| Exercises to complete |
1) List every general of the Society named in the text on early Jesuit admissions, in the order they led it.
2) Convert the stretch of the records from the line containing "of the birch" through the line containing "Target: birch tree" into a numbered list, one line per item.

** begin Passage provided **

Clerical Matters
The early Society grappled with accepting into its ranks those of Jewish descent—“New Christians” in the parlance of the time—and non-European converts, whether Asian, Indian, or American
by Thomas M. Cohen

Jesuit missionary to China Nicolas Trigault (1577–1628) was among the Jesuits who lobbied hard for the acceptance of native men into the Society. He traveled from China to Rome in 1613 to campaign for ordaining Chinese priests.
The first Jesuits were committed in theory to admitting all qualified men, regardless of lineage. In practice, however, Jesuit unanimity concerning admissions was fragile.
The principle of ignoring lineage in admitting members to the Society was enshrined in the Constitutions and upheld, with a handful of exceptions, throughout Ignatius’s life. Jesuits were among the most vocal and effective opponents of statutes of limpieza de sangre—purity of blood—that required candidates for civil and ecclesiastical positions throughout the Iberian world to prove that they were from Old Christian families.
This opposition to limpieza among the first Jesuits was rooted in Ignatius’s insistence on inclusiveness and unity within the Society. After Ignatius’s death, however, Jesuit unity was threatened from many quarters. The most sustained threat came from Spain and Portugal in the form of opposition to the admission of Christians of Jewish descent—known as New Christians—to the Society.
The Spanish Jesuit Pedro de Ribadeneira (1526–1611), one of Ignatius’s most trusted companions, wrote that “[Ignatius] said that he would hold it to be a special grace of Our Lord to come from the lineage of the Jews. And he pursued the point, saying, ‘For a man to be able to be of the family of Christ Our Lord and of Our Lady the glorious Virgin Mary!’”The Society under its first three generals—Ignatius, Diego Laínez (a descendant of Spanish New Christians), and Francis Borgia—became known throughout Europe as a haven for New Christians, including some of the most prominent members of the Society during the sixteenth century. This reputation was disturbing to many within and outside the Society. When Borgia died in 1572, his logical successor was Juan de Polanco, a Spanish New Christian who was one of Ignatius’s first companions. The expected election of a second general of Jewish descent provoked strong opposition among a small but vocal minority, and the Society elected Everard Mercurian, of Luxembourg, as its fourth general.

** end Passage provided **
** begin Source material **

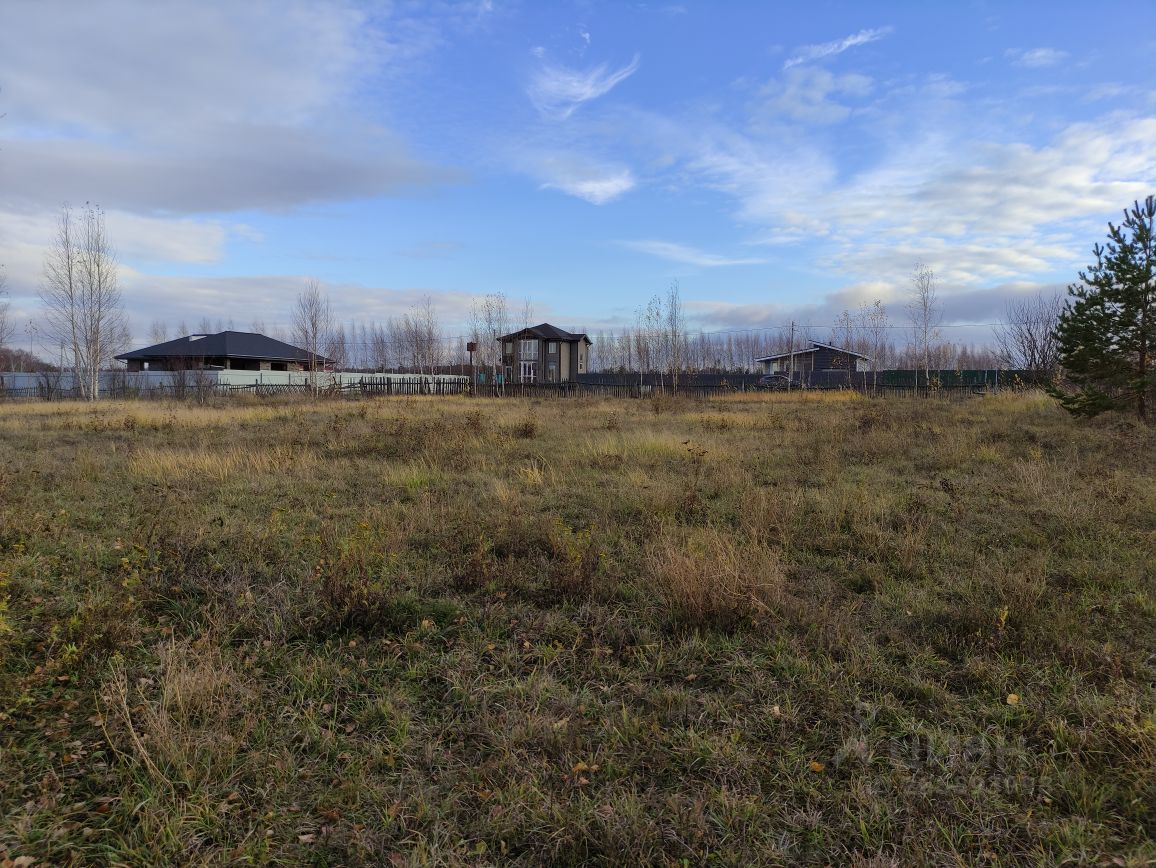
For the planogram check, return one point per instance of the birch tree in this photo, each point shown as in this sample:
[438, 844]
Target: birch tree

** end Source material **
** begin Source material **

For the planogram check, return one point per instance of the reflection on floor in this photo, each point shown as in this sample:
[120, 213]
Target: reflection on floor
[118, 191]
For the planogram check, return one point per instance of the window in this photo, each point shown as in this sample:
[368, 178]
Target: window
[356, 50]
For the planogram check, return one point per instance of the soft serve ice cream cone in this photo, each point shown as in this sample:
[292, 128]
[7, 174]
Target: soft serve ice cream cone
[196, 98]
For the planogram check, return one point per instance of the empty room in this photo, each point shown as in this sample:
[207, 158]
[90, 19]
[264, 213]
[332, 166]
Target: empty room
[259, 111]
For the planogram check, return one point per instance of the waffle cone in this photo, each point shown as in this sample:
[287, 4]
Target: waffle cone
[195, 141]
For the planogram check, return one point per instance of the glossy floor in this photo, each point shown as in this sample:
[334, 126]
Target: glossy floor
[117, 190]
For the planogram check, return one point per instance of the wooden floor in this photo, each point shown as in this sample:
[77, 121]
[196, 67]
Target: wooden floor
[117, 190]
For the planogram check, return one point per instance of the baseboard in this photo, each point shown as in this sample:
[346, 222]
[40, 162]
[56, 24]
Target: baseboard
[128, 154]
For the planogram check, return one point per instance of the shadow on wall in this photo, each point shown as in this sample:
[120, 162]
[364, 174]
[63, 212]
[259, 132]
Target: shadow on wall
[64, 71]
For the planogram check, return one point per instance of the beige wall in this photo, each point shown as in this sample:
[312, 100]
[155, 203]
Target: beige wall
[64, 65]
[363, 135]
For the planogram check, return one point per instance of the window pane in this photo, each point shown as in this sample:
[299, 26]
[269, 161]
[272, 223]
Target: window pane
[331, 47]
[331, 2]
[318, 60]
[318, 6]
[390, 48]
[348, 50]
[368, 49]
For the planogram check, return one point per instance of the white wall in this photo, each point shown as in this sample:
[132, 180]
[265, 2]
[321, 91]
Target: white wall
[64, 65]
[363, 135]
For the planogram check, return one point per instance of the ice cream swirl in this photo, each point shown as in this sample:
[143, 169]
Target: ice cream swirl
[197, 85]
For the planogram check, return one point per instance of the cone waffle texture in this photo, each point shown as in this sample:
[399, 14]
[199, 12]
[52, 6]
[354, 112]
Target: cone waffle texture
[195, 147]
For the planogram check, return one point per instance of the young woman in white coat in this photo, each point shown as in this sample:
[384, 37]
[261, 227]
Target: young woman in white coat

** end Source material **

| Final results |
1)
Ignatius
Diego Laínez
Francis Borgia
Everard Mercurian

2)
1. For the planogram check, return one point per instance of the birch tree in this photo, each point shown as in this sample:
2. [438, 844]
3. Target: birch tree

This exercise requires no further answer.